START TEXT PROVIDED
Drug Combination Signatures for Prediction and Mitigation of Toxicity.

Baseline transcriptomic signatures of cardiomyocytes differentiated from hiPSC lines generated from clinically well-characterized, diverse healthy human individuals. We provide mRNAseq data of various replicate samples of cardiomyocytes differentiated from 6 hiPSC lines. Overall design: The overall goal of the drug signatures for prediction and mitigation of toxicity study is to use genomic and proteomic high-throughput measurements as the basis for computational analysis that integrates network analyses with structural constraints and dynamical models in multiple cell types to identify signatures that predict toxicity induced by 55 FDA-approved chemotherapeutic drugs and potential mitigation of this toxicity. For this purpose, we have generated human induced pluripotent cell (hiPSC) lines from established fibroblast lines of forty clinically healthy racially diverse male and female study participants who ranged in age from 22 and 61 years. One clone from each of the forty hiPSC line was fully characterized for normal karyotype, short-tandem repeat matching to the original fibroblast line (authentication), pluripotency by select pluripotent marker expression via immunocytochemistry and by mRNAseq-based PluriTest analysis, and whole-genome sequencing. In order to establish hiPSC line-specific baseline (vehicle/control treatment) drug toxicity trasncriptomic signatures, cardiomyocytes were differentiated from 6 (3 male and 3 female) hiPSC lines using an established protocol, purified to 95% purity (SIRPA+CD90-) using a metabolic switch protocol, reseeded and treated for 48 hrs with DMSO (14.1 mM) before mRNAseq was performed on various replicate samples (biological/independent differentiations as well as technical/independent wells).
END TEXT PROVIDED
START RECORD SET
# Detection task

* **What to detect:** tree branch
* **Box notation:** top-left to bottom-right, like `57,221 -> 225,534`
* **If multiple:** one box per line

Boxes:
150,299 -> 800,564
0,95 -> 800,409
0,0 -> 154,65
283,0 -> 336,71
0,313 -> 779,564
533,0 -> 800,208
END RECORD SET
Decide whether each statement below agrees with the text on drug combination signatures, answering yes or no and quoting the deciding words of the text. 1. The cardiomyocytes were differentiated from six hiPSC lines, three from male and three from female participants. 2. The study participants ranged in age from 18 to 61 years. 3. The cardiomyocytes were treated with DMSO for 24 hours before mRNAseq was performed.

1. Yes: "cardiomyocytes were differentiated from 6 (3 male and 3 female) hiPSC lines"
2. No: "who ranged in age from 22 and 61 years"
3. No: "treated for 48 hrs with DMSO (14.1 mM) before mRNAseq was performed"